WHAT IS EXPECTED
Pick out and copy every line of the entries below that contains the string "target".

── THE DATA ──

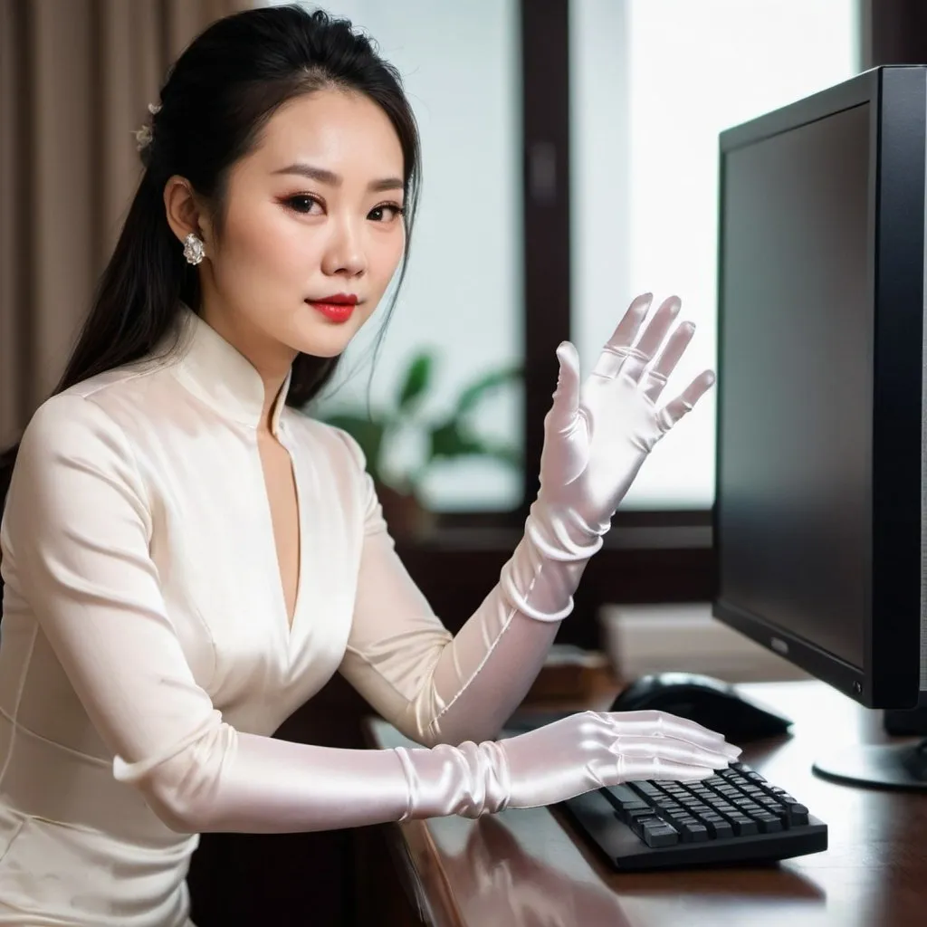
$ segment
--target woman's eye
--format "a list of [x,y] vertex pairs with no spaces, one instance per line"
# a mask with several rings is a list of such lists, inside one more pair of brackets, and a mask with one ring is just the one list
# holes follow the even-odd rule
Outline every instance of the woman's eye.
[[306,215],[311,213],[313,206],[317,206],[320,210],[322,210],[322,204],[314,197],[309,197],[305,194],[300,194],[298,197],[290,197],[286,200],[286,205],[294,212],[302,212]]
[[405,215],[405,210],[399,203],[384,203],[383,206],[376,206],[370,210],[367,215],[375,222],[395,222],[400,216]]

───
── THE DATA ──

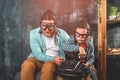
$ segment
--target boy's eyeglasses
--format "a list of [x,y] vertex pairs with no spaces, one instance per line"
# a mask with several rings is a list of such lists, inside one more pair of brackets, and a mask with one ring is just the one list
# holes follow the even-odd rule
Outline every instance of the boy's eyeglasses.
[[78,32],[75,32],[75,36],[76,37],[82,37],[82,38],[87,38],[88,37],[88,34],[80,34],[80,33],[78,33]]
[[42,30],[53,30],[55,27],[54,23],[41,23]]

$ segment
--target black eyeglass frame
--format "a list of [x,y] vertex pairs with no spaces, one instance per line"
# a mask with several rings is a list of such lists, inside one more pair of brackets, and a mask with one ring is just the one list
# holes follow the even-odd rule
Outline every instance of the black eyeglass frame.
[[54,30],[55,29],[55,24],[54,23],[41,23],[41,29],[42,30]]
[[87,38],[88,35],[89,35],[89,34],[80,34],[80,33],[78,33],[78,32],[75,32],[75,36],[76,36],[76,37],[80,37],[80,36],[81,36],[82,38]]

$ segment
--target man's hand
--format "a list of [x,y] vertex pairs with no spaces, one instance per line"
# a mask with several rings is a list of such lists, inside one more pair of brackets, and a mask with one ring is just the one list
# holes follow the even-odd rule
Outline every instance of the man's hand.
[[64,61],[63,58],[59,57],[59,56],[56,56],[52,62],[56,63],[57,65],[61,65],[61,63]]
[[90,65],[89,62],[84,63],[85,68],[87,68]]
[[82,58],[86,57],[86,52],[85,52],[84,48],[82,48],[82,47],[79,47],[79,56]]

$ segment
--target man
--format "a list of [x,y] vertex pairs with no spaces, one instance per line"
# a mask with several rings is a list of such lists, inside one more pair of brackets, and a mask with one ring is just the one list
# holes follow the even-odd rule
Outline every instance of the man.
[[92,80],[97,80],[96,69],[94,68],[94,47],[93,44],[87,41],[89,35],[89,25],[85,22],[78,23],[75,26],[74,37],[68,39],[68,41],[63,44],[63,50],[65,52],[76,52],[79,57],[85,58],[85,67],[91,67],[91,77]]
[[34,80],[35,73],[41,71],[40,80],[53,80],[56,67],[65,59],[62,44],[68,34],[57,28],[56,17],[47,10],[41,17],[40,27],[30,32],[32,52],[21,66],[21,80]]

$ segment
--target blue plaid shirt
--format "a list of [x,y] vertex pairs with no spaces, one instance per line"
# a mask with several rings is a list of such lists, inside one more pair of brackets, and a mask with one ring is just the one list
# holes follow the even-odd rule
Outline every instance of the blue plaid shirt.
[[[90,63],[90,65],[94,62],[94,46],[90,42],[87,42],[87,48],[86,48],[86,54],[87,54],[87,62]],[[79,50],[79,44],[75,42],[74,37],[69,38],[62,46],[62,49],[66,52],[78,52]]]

───

SOLUTION TO THIS PROBLEM
--target woman's eye
--target boy's eyeglasses
--target black eyeglass frame
--target man's hand
--target man
--target blue plaid shirt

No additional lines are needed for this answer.